**Document extract**
Ah, but you want to know the “best,” which is sure to get me in trouble…

The best book I read in 2003 is one I started in December 2002, and a book I totally disagree with, to the point of it having angered me, a book so infuratingly compelling that it made me want to write a rebuttal: “The Rage and the Pride,” by Orianna Fallaci. Although I completely differ with her conclusions about interpreting September 11th, her longform essay journalism doesn’t get any better than the way Fallaci can still do it. She takes you, the reader, punches you in the nose, grabs you by the collar, and shakes until you want to either surrender or punch back.

I don’t read – or at least don’t finish – a lot of books by journalists about Latin America or the oft-mentioned Latin American novelists of our time. Lord knows I *try* to read a lot of it. But I find most of them to be total crap, written from formula, trying to impress the elites and not succeeding at telling much truth. The kind of work Fallaci produces, or, likewise, in the ongoing book that might be called “the communiques of Subcomandante Marcos,” or even what some of my journalism students have been producing over the past year, simply wipe the floor with what most people who call themselves journalists or writers who get published churn out these days for a price. My view is that if a book doesn’t provoke me it has failed me as a reader. That’s why this year’s “best” goes to a work with a thesis that I don’t share. But it’s so well told, that I forgive even its wrongheaded conclusions.”

Location identification items
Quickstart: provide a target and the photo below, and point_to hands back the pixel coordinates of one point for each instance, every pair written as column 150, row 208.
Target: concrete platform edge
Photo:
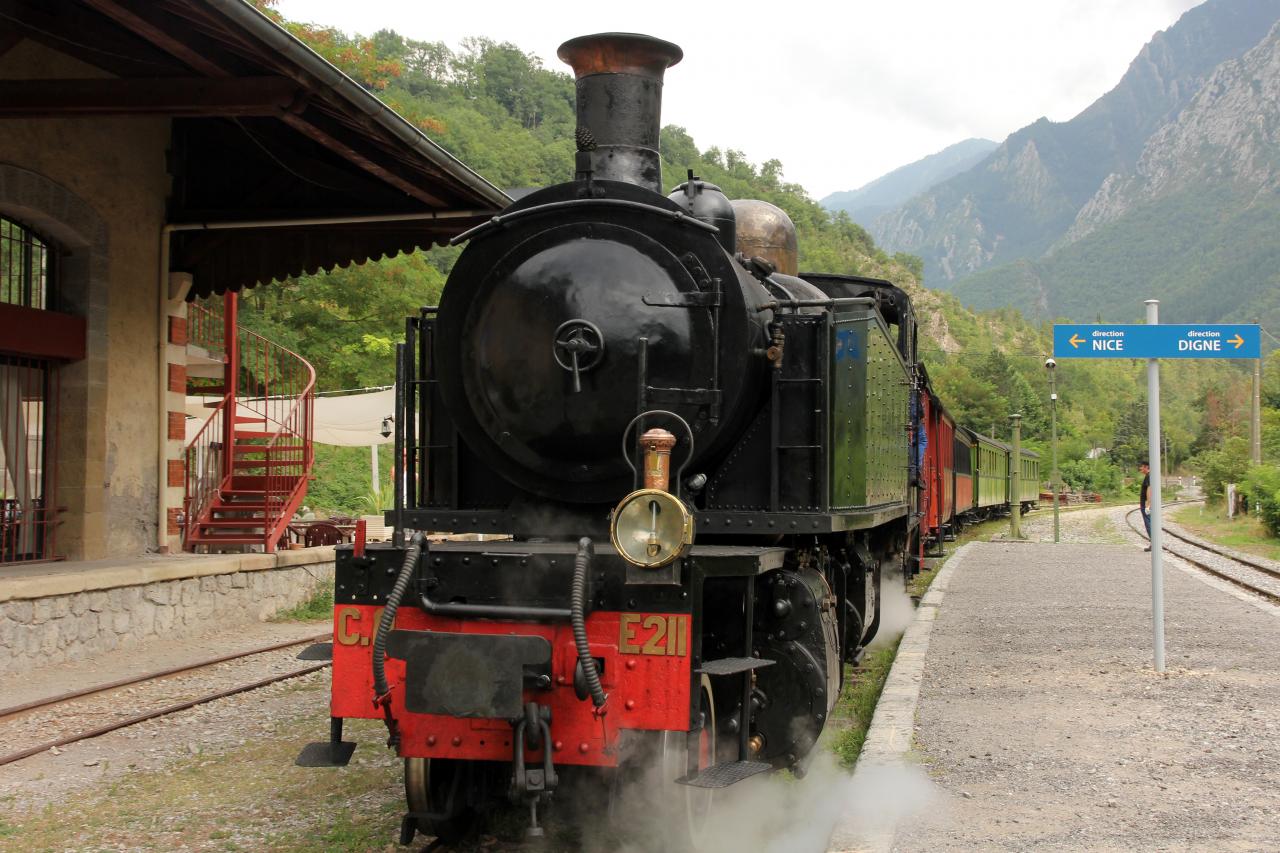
column 49, row 579
column 888, row 740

**Aim 1**
Echo the passage on the best book of 2003 word for word, starting with "Ah, but you" and going on through "or punch back.".
**Aim 2**
In the passage on the best book of 2003, when did the writer start reading "The Rage and the Pride"?
**Aim 3**
Pick up the passage on the best book of 2003 where it stops and keep writing it.

**Task result 1**
Ah, but you want to know the “best,” which is sure to get me in trouble…

The best book I read in 2003 is one I started in December 2002, and a book I totally disagree with, to the point of it having angered me, a book so infuratingly compelling that it made me want to write a rebuttal: “The Rage and the Pride,” by Orianna Fallaci. Although I completely differ with her conclusions about interpreting September 11th, her longform essay journalism doesn’t get any better than the way Fallaci can still do it. She takes you, the reader, punches you in the nose, grabs you by the collar, and shakes until you want to either surrender or punch back.

**Task result 2**
In December 2002.

**Task result 3**
Blogger: Miguel Octavio
Blog: The Devil’s Excrement

Miguel writes:

“Fiction: Life of Pi by Yann Martel

An imaginative book with sentences full of wisdom as Pi (for Piscine, swimming pool in French) Patel grows up in India and describes his terrible ordeal fleeing. Some of the situations are so absurd but despite that fact Martel makes them credible. The book just flows through, easy yet imaginative and very enjoyable. Quite different and some phrases are insightful. I loved these two:

To prosper, a zoo needs parliamentary government, democratic elections, freedom of speech, freedom of the press, freedom of association, rule of law and everything else enshrined in India’s Constitution. Impossible to enjoy animals otherwise. Long-term, bad politics is bad for business.

People move because of the wear and tear of anxiety. Because of the gnawing feeling that no matter how hard they work their efforts will yield nothing, that what they build up in one year will be torn down in one day by others. Because of the impression that the future is blocked up, that they might do all right but not their children. Because of the feeling that nothing will change, that happiness and prosperity are possible only somewhere else.

Non-Fiction: The future of freedom by Fareed Zakaria.

A book about democracy at a time that people either take it for granted or don’t realize you have to defend it and fight for it. I particularly liked the descriptions of why the concept is hard to sell in Islamic societies. It also discusses how sometimes it is difficult to defend democracy despite its attributes. Definitely food for thought.”


Blogger: Dan Drezner
Blog: DanielDrezner.com

Dan writes:

“The best book I read last year was Raghuram Rajan and Luigi Zingales’ Saving Capitalism from the Capitalists. An outstanding book on the merits of open markets and the political economy of efforts to prevent such openness.”


Finally, this humble blogger, who spent 2003 living in Ecuador and lacking a television and other distractions, read plenty.

And while Richard Ford’s “The Sportswriter,” as I’ve mentioned, renewed my hope in novels about American men, my nod goes to “Guns, Germs, and Steel,” Jared Diamond’s sprawling treatise on global history.

The book is stunning in power and scope–and it offered an answer to a question I’ve always wondered about: why is that civilizations on different continents have developed so differently? Why does Japan flourish while the Ivory Coast decays? Why did colonists from Western Europe subjugate the rest of the world, and not the other way around? It all depends on environmental factors, Diamond says. And he makes a very convincing argument.

That’s it for this year. Thanks to the bloggers above, who kindly took the time to send me their thoughts.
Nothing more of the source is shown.